● **Requests**
A) Translate this sentence from the film review into Spanish: "Seeing as the film is now thirty years old, I thought it would be the right time to revisit it."
B) Locate every line in the entries that contains the string "camera" and copy each one out. Case counts.
— START OF Document —
‘Stop! or My Mom Will Shoot!’: Is This Stallone’s Most Embarrassing Film?

The answer might surprise you...

by Chris van Dijk
Stop! Or My Mom Will Shoot!

I had a choice between writing a retrospective on David Lynch’s haunting Lost Highway, or this embarrassing 1992 comedy starring Sylvester Stallone and Estelle Getty. Every reasonable cineaste would naturally choose the former. One movie has historical merit, the other one certainly does not. One movie has been hailed as a masterpiece, the other one has been hailed as “maybe one of the worst films in the entire solar system, including alien productions we’ve never seen,” by Stallone himself.

But as some of my readers know, I have a strange affection for comedies loathed by its own leading man. Seeing as the film is now thirty years old, I thought it would be the right time to revisit it.

Though I must admit, after rewatching it after all these years, I had a difficult time finishing it.

Is This Stallone’s Most Embarrassing Film?

Is Stop! Or My Mom Will Shoot! Stallone’s most embarrassing film? The simple answer is NO. That’s probably his soft-core porn work in the 1970s, The Party at Kitty and Stud’s — yes that really exists and no, you shouldn’t look it up.

To be fair, Stallone has headlined some truly dismal films in his time, such as Driven; D-Tox; those cheap Escape Plan sequels only a handful of people in the world have seen; The Specialist (which is admittedly worth seeing just for the deliciously hammy performances by James Woods and Rod Steiger); and The Expendables 3, which had the brilliant idea of making a movie starring some of the biggest names of R-rated actions films and have it rated PG-13.

Not to mention Stallone directed Staying Alive, the rightfully forgotten sequel to Saturday Night Fever. The best description I can give you for Staying Alive is that it’s like SNF but deprived of all its grit and interesting character development, which is then replaced with a near-fatal dose of 80s coke-fueled cheese.

Of course, there’s also Rhinestone, that brilliant work of art that paired Stallone with Dolly Parton. I must admit to having a blast watching this as a child with my mother so I can’t bring myself to dislike it.

Then there’s 1995’s Judge Dredd, a film that is a prime example of Hollywood turning great material into moronic schlock. But its great production value and over-the-top performances (especially by Stallone itself), make it an enjoyable watch, even if it craps all over the great source material.

Then there’s a SOMMWS. I must admit, that I loved it when I was a kid. This was probably due to Estelle Getty’s presence as I had a strange obsession with The Golden Girls.

In case you were one of the lucky ones who hasn’t seen this movie, here’s the general plot: Stallone plays a no-nonsense, tough-guy cop, Joe Bomowski, whose only weakness is his domineering mother, Tutti (Getty). When Tutti accidentally becomes a witness to a gangland assassination, Joe is forced to work with his mother to solve the case. As they do, his mother keeps telling other women he’s single, that he used to be a bedwetter, as well as sharing adorable pictures of him as a baby — it’s truly “hilarious” stuff.
— END OF Document —
— START OF Data —
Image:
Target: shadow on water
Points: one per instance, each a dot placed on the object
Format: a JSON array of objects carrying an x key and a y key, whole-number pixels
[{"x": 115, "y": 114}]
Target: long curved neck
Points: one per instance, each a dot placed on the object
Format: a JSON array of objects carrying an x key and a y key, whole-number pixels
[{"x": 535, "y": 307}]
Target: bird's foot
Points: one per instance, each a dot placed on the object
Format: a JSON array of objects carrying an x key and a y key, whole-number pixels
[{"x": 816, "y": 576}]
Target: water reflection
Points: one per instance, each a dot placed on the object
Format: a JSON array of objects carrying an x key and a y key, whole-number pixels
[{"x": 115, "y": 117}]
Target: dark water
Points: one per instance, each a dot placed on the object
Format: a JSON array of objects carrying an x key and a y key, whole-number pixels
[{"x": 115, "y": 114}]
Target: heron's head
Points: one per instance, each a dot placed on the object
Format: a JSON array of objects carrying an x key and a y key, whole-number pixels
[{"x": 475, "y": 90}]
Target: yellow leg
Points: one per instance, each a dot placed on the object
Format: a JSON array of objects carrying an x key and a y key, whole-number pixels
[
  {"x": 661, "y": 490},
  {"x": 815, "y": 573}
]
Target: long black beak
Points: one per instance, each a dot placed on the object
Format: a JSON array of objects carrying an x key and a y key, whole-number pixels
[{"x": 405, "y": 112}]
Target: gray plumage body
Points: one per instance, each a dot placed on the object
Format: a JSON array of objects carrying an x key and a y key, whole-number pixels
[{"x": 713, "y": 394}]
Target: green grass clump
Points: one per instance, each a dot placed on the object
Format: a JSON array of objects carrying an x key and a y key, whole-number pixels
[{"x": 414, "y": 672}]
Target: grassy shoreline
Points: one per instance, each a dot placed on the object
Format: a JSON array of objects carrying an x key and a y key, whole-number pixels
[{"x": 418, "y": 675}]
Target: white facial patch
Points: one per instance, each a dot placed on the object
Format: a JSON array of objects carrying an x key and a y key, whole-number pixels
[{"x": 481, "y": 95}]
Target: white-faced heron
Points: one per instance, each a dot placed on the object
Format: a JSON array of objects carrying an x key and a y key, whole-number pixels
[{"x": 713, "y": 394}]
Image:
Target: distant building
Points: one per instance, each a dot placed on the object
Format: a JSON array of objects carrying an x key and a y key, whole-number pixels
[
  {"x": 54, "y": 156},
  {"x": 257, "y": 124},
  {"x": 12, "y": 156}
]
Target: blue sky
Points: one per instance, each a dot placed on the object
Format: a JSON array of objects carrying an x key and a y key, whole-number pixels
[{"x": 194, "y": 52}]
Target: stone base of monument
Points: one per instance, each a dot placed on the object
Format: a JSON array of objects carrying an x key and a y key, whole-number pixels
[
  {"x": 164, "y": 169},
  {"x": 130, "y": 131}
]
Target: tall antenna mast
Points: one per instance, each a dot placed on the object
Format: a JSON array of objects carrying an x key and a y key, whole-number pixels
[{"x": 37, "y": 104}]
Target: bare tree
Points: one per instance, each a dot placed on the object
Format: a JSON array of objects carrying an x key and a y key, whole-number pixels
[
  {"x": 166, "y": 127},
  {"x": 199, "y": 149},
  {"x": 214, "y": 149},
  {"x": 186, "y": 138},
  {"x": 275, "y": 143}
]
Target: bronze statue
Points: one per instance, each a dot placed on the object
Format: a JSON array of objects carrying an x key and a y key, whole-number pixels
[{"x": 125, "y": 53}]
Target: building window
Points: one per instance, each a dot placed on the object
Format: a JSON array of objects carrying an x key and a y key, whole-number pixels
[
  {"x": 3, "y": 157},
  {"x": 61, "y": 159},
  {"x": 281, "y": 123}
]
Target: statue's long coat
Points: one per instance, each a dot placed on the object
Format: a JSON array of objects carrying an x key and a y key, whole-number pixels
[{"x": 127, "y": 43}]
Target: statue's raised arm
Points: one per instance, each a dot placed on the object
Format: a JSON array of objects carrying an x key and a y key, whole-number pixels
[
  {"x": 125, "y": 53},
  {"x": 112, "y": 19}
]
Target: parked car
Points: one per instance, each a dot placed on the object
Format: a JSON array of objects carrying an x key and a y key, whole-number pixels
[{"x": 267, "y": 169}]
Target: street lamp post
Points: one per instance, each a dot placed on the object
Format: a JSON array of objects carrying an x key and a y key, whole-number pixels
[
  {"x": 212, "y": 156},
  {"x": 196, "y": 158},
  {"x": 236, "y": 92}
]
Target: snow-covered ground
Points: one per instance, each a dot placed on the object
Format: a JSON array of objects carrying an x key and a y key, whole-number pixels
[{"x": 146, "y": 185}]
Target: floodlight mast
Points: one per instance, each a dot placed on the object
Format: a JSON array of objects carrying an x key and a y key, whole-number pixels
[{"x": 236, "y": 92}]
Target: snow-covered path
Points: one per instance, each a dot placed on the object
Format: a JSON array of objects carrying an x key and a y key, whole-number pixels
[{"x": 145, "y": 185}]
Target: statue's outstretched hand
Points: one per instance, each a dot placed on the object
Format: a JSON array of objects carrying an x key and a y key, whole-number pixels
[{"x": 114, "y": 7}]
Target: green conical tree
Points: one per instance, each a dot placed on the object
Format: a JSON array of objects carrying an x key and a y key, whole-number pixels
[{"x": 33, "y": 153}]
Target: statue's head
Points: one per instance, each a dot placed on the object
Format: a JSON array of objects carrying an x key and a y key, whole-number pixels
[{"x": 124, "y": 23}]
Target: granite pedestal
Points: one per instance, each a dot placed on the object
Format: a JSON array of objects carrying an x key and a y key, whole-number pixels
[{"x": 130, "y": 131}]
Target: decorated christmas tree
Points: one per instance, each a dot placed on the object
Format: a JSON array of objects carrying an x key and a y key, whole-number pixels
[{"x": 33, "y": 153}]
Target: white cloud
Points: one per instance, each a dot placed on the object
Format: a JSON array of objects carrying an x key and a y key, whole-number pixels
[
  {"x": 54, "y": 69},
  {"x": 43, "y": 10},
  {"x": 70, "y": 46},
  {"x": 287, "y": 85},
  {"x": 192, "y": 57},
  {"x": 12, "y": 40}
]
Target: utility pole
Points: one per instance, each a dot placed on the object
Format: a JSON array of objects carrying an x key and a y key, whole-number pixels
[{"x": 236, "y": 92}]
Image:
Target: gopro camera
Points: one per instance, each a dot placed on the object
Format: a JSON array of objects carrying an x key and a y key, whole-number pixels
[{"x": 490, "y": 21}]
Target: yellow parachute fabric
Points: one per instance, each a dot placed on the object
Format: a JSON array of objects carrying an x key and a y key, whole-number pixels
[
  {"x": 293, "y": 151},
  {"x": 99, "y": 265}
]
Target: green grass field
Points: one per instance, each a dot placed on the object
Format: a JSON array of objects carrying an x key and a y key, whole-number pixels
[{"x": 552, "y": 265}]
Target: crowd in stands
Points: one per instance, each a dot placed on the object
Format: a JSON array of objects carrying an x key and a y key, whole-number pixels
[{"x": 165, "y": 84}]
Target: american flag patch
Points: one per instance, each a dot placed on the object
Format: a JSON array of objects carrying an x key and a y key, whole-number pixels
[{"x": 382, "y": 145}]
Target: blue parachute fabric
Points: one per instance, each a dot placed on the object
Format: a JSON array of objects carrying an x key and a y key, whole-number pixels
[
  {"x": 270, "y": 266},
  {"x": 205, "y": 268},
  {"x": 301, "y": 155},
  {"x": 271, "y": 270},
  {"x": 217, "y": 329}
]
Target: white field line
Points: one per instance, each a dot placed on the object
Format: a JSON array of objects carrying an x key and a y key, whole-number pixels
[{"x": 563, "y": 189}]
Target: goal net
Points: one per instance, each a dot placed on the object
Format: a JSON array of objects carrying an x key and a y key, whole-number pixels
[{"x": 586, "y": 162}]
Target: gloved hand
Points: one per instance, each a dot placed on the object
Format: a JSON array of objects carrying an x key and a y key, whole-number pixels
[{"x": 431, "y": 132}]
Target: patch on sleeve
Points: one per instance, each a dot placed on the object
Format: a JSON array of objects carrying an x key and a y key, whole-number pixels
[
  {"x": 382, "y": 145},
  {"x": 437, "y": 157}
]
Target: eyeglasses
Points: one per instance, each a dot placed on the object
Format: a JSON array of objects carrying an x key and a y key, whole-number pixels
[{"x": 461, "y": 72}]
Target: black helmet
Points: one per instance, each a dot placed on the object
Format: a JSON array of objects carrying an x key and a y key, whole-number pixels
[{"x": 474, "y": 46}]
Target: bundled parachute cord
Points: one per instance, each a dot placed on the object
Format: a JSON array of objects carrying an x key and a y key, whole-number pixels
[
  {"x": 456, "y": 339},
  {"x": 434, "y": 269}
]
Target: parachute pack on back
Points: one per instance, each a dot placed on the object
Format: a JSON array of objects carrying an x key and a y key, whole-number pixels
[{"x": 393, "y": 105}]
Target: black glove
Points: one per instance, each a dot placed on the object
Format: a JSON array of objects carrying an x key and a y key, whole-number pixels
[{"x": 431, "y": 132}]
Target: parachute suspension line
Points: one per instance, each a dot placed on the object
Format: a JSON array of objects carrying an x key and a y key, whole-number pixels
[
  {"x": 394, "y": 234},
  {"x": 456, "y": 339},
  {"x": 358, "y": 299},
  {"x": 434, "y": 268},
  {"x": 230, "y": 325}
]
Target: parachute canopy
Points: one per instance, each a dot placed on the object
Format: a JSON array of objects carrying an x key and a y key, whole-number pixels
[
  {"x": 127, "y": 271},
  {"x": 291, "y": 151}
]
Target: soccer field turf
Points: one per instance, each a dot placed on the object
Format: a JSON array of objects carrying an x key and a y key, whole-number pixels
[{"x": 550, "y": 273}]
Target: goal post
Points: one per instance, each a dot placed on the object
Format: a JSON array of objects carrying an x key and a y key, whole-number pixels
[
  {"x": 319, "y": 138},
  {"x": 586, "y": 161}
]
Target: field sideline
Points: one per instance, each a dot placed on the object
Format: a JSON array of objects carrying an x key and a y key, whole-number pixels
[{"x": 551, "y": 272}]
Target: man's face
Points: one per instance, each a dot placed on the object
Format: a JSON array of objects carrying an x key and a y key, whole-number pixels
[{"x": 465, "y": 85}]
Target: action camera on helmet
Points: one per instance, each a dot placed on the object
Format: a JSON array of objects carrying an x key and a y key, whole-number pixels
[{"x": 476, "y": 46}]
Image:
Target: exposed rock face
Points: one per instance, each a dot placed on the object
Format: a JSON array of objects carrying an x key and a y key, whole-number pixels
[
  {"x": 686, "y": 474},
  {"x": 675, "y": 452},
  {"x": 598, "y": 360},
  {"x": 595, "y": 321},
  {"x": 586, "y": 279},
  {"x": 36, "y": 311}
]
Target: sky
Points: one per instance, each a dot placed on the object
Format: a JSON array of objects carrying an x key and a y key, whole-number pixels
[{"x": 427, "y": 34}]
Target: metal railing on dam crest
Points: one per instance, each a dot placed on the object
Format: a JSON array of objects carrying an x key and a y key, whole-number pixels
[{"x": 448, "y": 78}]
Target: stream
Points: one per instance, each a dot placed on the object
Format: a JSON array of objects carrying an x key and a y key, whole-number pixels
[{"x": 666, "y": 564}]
— END OF Data —
● **Outputs in order**
A) Como la película ya tiene treinta años, pensé que sería el momento adecuado para volver a verla.

B)
Target: gopro camera
Target: action camera on helmet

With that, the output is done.